== 任务条目 1 ==
把CNN讲解段落里的这句话译成英文:"CNN神经网络的第一步,就是将图片分割成更小的块,这个分割的过程通过滤波器完成。"
== 任务条目 2 ==
从CNN讲解段落的最后一句之后往下续写。

== 文本段落 ==
-*-*-

一个CNN会有很多层,每个层上会有不同的特征,这些层上的特征都是CNN自身学习得到的,不需要人为去指定各个层的特征。

7. Filters 滤波器

CNN神经网络的第一步,就是将图片分割成更小的块,这个分割的过程通过滤波器完成。

这个分割过程,在这里有详细讲解卷积运算

将滤波器应用在输入数据即图片上,按照步长(stride)进行移动,不断进行矩阵乘积运算,得到新的输出,一般来说增加步长会导致model的size变小,减少了一个layer上的神经元数量,最终导致精度降低。

Filter Depth(滤波器深度):

一般来说滤波器不止一个,不同的滤波器应用到不同的通道上(R/G/B),具体可以参考3维数据的卷积运算

8. Feature Map Sizes

image

  • input depth 表示输入数据有3个通道
  • output depth 表示输出数据有8个通道,说明滤波器是个四维的数据,size为(8,3,3,3),表示意义为(FN滤波器个数,C通道,FH高,FW宽)
  • Padding是same,表示输入数据会有填充,以保证输出数据的高宽,与输入数据一样,所以,padding为same,步幅stride是1时,三个值分别是(28,28,8)
  • Padding是valid,表示没有填充,滤波器移动时不超过边界,根据下面的公式计算,如果步长stride为1,则结果为(26,26,8);步长为2,则结果为(13,13,8)。

image

另外,多个滤波器的卷积元素,参考下图:

image

Same padding / valid padding:

Same padding表示会对输入数据进行填充,使得输出数据与输入数据有相同的高和宽,而valid padding是不会填充,移动时不会超过边界。

image

9. Convolutions continued

image

卷积层计算完毕后,需要将其变换成全连接层(Full connected layer),然后训练分类器。

如何变换成全连接层,可以参考基于im2col的展开

A “Fully Connected” layer is a standard, non convolutional layer, where all inputs are connected to all output neurons. This is also referred to as a “dense” layer, and is what we used in the previous two lessons.

10. Parameters

一般来说,我们在识别的时候,不需要理会识别对象所在的问题,不管是在左上或是右下,在我们眼中都是该对象。 我们希望CNN也有相同的处理能力(平移不变性translation invariance)。

-*-*-

== 材料摘录 ==
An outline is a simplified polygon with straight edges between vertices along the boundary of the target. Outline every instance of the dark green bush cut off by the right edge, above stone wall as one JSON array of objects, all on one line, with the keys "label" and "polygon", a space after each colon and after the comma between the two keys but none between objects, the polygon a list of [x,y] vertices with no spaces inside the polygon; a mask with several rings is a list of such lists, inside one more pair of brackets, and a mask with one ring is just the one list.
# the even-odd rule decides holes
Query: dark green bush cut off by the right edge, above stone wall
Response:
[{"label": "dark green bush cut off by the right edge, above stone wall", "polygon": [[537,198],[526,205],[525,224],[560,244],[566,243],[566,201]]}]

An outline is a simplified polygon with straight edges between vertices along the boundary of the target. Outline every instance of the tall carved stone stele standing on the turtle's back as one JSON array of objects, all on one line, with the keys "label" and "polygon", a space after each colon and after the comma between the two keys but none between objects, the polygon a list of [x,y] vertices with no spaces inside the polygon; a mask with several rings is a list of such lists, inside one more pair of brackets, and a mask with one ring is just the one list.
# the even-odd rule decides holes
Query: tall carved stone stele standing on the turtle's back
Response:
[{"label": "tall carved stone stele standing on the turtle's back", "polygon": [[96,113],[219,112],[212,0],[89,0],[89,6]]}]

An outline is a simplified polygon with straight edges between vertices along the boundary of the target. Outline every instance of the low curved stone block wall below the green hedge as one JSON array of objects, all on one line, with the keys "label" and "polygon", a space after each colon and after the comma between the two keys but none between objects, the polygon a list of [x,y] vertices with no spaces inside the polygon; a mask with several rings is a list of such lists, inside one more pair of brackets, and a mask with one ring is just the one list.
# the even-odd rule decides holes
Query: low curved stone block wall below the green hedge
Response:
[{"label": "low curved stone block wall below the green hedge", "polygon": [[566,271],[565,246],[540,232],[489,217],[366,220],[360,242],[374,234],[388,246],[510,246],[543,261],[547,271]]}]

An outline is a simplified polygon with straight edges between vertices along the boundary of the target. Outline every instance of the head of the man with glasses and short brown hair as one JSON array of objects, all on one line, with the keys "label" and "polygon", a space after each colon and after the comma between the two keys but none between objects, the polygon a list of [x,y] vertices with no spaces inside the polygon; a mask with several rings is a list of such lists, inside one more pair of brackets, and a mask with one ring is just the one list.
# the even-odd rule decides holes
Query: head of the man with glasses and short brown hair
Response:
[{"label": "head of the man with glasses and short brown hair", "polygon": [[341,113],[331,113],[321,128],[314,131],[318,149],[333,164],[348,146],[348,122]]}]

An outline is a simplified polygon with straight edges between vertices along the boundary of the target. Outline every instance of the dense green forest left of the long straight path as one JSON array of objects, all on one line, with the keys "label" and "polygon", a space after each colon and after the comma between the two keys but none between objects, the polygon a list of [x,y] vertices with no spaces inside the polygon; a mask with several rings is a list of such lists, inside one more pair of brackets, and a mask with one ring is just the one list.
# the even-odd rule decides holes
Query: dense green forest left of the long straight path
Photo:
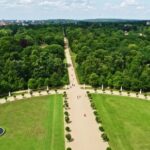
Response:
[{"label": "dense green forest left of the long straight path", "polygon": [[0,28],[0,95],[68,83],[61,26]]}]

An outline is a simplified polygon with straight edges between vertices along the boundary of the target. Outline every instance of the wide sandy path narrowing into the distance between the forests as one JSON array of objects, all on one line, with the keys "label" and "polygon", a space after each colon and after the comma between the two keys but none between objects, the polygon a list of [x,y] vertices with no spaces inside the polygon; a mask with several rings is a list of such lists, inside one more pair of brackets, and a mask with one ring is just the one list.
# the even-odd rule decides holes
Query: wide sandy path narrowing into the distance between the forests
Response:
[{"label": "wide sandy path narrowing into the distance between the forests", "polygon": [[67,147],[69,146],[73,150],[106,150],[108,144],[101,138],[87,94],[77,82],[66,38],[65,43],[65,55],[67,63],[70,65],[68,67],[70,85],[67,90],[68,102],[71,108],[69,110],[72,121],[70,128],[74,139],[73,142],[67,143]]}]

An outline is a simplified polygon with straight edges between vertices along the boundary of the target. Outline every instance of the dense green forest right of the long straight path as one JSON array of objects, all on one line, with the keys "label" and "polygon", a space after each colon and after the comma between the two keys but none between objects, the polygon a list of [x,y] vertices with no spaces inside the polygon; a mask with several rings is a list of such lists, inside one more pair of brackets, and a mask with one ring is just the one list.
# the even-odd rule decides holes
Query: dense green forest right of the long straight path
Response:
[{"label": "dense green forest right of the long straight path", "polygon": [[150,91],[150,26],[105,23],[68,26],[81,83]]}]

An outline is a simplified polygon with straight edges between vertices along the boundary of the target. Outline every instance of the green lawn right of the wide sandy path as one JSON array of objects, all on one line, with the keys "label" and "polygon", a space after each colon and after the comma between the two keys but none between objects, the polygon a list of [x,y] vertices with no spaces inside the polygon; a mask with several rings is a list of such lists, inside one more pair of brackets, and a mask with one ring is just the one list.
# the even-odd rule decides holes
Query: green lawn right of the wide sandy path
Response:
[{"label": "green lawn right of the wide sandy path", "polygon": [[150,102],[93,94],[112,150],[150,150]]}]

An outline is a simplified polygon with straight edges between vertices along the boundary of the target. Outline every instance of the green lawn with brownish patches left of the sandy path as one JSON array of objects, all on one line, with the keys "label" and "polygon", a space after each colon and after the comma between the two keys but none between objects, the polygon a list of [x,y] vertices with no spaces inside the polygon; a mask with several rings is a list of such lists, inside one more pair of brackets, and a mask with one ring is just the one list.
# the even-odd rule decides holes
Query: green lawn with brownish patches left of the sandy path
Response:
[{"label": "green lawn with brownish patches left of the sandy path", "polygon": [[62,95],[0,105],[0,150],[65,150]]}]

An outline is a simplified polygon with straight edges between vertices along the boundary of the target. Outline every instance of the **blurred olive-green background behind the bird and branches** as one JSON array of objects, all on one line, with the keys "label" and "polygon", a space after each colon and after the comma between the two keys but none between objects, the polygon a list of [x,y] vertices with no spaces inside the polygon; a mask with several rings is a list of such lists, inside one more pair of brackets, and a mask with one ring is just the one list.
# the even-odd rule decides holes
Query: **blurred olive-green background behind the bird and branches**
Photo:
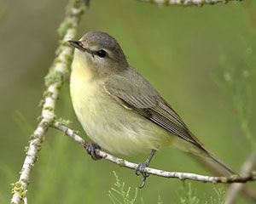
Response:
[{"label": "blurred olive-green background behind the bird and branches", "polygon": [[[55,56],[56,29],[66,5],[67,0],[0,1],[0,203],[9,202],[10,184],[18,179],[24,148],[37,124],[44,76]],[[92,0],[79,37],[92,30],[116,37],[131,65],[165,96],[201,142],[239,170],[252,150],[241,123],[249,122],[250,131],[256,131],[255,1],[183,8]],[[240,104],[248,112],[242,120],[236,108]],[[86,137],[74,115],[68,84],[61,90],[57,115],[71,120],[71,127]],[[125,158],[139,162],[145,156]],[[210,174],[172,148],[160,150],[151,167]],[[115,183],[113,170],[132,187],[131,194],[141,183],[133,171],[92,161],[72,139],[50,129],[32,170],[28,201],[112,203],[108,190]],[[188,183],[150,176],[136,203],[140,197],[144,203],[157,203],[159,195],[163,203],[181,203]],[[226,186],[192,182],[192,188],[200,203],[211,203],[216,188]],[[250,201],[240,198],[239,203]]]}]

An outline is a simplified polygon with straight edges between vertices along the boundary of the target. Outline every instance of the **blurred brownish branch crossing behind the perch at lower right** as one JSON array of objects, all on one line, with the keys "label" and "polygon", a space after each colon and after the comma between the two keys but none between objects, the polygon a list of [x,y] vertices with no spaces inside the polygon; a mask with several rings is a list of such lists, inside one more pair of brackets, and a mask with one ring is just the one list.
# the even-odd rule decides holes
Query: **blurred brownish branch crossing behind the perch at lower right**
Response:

-*-*-

== 作答区域 1 ==
The first step of a CNN is to split the image into smaller patches, and this splitting is done by filters.

== 作答区域 2 ==
如之前描述的,图片上给定patch的分类,由该patch对应的权重和偏置所决定。 所以,如果希望左上角的猫,和右下角的猫,都能被CNN识别为猫,那他们需要相同的权重和偏置。

实际上上面解释的,可以参考卷积层,详细的讲解了步长,填充,以及卷积运算的步骤。

Dimensionality 维度:

1. input layer has a width of W and a height of H
2. our convolutional layer has a filter size F
3. the number of filters : K
4. stride : S
5. padding : P
  1. the following formula gives us the width of the next layer: W_out =[ (W−F+2P)/S] + 1
  2. The output height would be H_out = [(H-F+2P)/S] + 1
  3. the output depth would be equal to the number of filters D_out = K
  4. The output volume would be W_out * H_out * D_out

11. Quiz: Convolution Output Shape

- We have an input of shape 32x32x3 (HxWxD)
- 20 filters of shape 8x8x3 (HxWxD)
- A stride of 2 for both the height and width (S)
- With padding of size 1 (P)

根据下面的公式:

new_height = (input_height - filter_height + 2 * P)/S + 1
new_width = (input_width - filter_width + 2 * P)/S + 1

计算出output的shape为:14x14x20.

上面的实现过程用TensorFlow代码如下:

input = tf.placeholder(tf.float32, (None, 32, 32, 3))
filter_weights = tf.Variable(tf.truncated_normal((8, 8, 3, 20))) # (height, width, input_depth, output_depth)
filter_bias = tf.Variable(tf.zeros(20))
strides = [1, 2, 2, 1] # (batch, height, width, depth)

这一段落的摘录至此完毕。